INPUT DATA:
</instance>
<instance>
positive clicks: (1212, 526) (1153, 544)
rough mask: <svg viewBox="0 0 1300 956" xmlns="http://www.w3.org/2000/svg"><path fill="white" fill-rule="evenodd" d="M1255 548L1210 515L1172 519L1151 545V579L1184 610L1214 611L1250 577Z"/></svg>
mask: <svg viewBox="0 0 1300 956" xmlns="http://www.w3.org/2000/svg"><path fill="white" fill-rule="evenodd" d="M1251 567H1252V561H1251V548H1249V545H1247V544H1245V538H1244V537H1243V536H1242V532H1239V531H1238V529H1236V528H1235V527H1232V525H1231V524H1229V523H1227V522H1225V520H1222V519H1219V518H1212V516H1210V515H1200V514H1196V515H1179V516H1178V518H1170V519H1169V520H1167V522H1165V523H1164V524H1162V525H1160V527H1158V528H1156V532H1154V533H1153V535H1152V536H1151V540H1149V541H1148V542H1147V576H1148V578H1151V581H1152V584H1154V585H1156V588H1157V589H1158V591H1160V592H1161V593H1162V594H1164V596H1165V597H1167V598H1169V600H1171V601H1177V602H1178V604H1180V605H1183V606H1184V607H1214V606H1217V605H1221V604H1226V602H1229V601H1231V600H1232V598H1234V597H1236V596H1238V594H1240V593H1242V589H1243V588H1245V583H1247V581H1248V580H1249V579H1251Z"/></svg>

WHAT TO DO: Everything in the listing should be set down again exactly.

TASK ANSWER:
</instance>
<instance>
positive clicks: (1212, 526) (1153, 544)
rough mask: <svg viewBox="0 0 1300 956" xmlns="http://www.w3.org/2000/svg"><path fill="white" fill-rule="evenodd" d="M1255 548L1210 515L1172 519L1151 545V579L1184 610L1214 611L1250 577Z"/></svg>
mask: <svg viewBox="0 0 1300 956" xmlns="http://www.w3.org/2000/svg"><path fill="white" fill-rule="evenodd" d="M1251 567H1252V561H1251V548H1249V545H1247V544H1245V538H1244V537H1243V536H1242V532H1239V531H1238V529H1236V528H1235V527H1232V525H1231V524H1229V523H1227V522H1225V520H1222V519H1219V518H1212V516H1210V515H1200V514H1196V515H1179V516H1178V518H1170V519H1169V520H1167V522H1165V523H1164V524H1162V525H1160V527H1158V528H1156V532H1154V533H1153V535H1152V536H1151V540H1149V541H1148V542H1147V576H1148V578H1151V581H1152V584H1154V585H1156V588H1157V589H1158V591H1160V592H1161V593H1162V594H1164V596H1165V597H1167V598H1169V600H1171V601H1177V602H1178V604H1180V605H1183V606H1184V607H1214V606H1217V605H1221V604H1226V602H1229V601H1231V600H1232V598H1234V597H1236V596H1238V594H1240V593H1242V589H1243V588H1245V583H1247V581H1248V580H1249V579H1251Z"/></svg>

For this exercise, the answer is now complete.